# Provided records start

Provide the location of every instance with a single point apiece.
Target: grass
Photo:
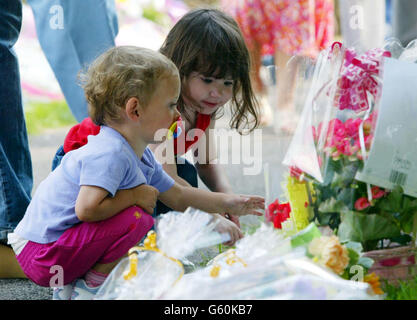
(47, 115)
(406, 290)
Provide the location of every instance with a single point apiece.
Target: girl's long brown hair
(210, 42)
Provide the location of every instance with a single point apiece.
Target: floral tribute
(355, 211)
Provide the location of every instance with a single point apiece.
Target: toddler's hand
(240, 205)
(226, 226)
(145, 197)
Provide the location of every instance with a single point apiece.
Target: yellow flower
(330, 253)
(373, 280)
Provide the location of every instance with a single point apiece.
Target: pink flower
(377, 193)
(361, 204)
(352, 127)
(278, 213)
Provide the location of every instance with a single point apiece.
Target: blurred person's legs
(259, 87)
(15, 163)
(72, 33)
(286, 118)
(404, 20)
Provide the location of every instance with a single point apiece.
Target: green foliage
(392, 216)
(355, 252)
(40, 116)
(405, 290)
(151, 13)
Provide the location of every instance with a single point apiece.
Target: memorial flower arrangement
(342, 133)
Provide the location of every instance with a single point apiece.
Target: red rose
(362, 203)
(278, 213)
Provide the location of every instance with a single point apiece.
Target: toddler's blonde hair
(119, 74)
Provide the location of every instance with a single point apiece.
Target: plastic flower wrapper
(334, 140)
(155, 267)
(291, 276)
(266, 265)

# Provided records end
# Provided records start

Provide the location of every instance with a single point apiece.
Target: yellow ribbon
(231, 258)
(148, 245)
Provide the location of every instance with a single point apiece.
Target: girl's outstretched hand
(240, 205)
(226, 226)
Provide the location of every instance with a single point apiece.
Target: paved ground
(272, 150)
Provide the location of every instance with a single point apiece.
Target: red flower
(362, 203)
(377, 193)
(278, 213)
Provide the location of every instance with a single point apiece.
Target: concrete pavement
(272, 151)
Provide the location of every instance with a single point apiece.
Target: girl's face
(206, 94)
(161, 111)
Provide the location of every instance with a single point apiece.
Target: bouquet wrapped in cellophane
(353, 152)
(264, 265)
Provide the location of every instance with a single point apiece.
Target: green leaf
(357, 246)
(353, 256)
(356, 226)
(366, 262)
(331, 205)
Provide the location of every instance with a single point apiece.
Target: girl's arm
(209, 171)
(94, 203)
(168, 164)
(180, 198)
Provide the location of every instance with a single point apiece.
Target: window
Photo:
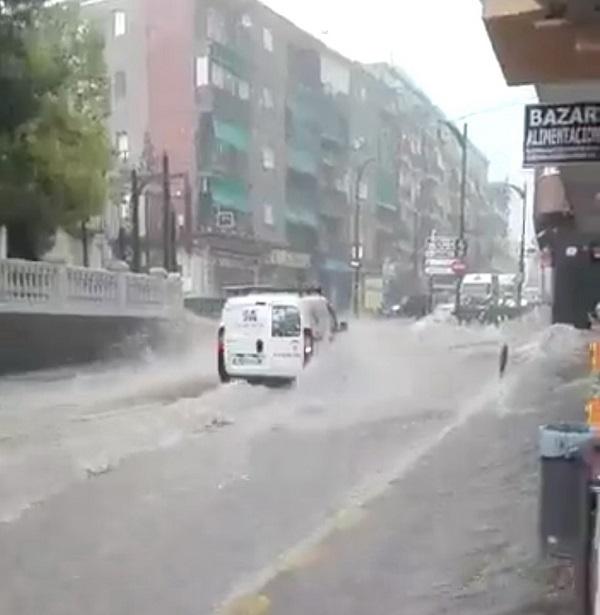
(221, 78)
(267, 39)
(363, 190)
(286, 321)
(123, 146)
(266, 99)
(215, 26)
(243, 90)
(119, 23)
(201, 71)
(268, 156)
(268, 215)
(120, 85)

# Provided records end

Please pick out and copy every line of the material above that contains the word "green".

• [The answer]
Target: green foliage
Target: green leaf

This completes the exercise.